* Work to do *
Reproduce the listing below line for line, without changing anything.

* Entries supplied *
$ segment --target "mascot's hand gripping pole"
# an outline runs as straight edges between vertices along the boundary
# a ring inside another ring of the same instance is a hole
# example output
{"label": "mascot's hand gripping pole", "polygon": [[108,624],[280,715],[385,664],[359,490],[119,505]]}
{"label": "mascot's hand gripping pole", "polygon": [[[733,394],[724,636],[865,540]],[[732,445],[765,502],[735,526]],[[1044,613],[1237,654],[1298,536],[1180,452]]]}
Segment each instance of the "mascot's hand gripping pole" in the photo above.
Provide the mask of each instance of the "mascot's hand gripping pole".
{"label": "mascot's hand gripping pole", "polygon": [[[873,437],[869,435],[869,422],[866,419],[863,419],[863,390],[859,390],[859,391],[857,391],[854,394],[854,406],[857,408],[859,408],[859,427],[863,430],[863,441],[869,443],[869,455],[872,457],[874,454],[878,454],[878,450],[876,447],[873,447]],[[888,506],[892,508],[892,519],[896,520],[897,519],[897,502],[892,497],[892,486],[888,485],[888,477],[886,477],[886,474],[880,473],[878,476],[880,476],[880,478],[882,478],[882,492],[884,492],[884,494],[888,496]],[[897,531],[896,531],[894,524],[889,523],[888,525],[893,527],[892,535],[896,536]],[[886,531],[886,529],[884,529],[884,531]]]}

* Exercise output *
$ segment --target "mascot's hand gripping pole"
# an outline runs as straight edges between vertices along the boundary
# a ring inside another ring of the same instance is a hole
# example output
{"label": "mascot's hand gripping pole", "polygon": [[108,624],[280,715],[385,664],[359,490],[119,505]]}
{"label": "mascot's hand gripping pole", "polygon": [[[733,394],[724,636],[865,540]],[[732,445],[765,502],[735,526]],[[1044,613],[1237,654],[1298,536],[1180,452]]]}
Segment each instance of the "mascot's hand gripping pole" in the photo above.
Provide the mask of each instance of the "mascot's hand gripping pole".
{"label": "mascot's hand gripping pole", "polygon": [[[873,437],[869,435],[869,422],[866,419],[863,419],[863,390],[859,390],[859,391],[857,391],[854,394],[854,406],[857,408],[859,408],[859,427],[863,430],[863,441],[869,443],[869,455],[872,457],[874,454],[878,454],[878,450],[876,447],[873,447]],[[888,506],[892,508],[892,519],[896,520],[897,519],[897,502],[892,497],[892,486],[888,485],[888,477],[886,477],[886,474],[880,473],[878,476],[880,476],[880,478],[882,478],[882,492],[884,492],[884,494],[888,496]],[[897,531],[896,531],[894,524],[889,523],[888,525],[893,527],[892,535],[896,536]],[[886,531],[886,529],[884,529],[884,531]]]}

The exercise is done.